[Written task]
Write out every line of the records below as a numbered list, skipping blank lines and omitting the pictures.

[Coordinate labeling data]
>>>

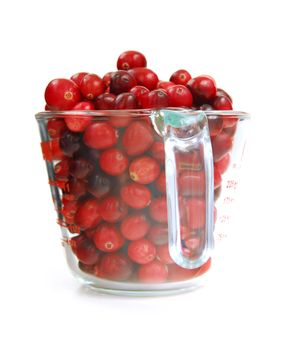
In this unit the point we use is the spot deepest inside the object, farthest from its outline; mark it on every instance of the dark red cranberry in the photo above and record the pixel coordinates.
(158, 234)
(62, 94)
(136, 195)
(75, 189)
(92, 86)
(113, 162)
(145, 77)
(138, 91)
(137, 138)
(61, 169)
(164, 84)
(144, 170)
(203, 88)
(87, 216)
(107, 238)
(114, 266)
(80, 168)
(131, 59)
(135, 227)
(78, 77)
(70, 143)
(56, 127)
(153, 272)
(106, 79)
(222, 103)
(126, 100)
(105, 101)
(141, 251)
(84, 249)
(179, 96)
(154, 99)
(121, 81)
(80, 122)
(99, 185)
(113, 209)
(180, 77)
(221, 92)
(100, 135)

<<<

[Exercise output]
1. In this unit the point we use is the spot deepest inside the object, farthest from its outline; mark it on every instance of the dark red cranberry in the photo above and record the pixel coordinates.
2. (158, 234)
3. (62, 94)
4. (136, 195)
5. (75, 189)
6. (92, 86)
7. (113, 162)
8. (145, 77)
9. (138, 91)
10. (137, 138)
11. (61, 169)
12. (164, 84)
13. (144, 170)
14. (203, 88)
15. (87, 216)
16. (107, 238)
17. (114, 266)
18. (80, 168)
19. (131, 59)
20. (135, 227)
21. (78, 77)
22. (70, 143)
23. (56, 127)
24. (153, 272)
25. (106, 79)
26. (222, 103)
27. (126, 100)
28. (105, 101)
29. (141, 251)
30. (84, 249)
31. (179, 96)
32. (154, 99)
33. (121, 81)
34. (80, 122)
35. (99, 185)
36. (113, 209)
37. (180, 77)
38. (221, 92)
39. (100, 135)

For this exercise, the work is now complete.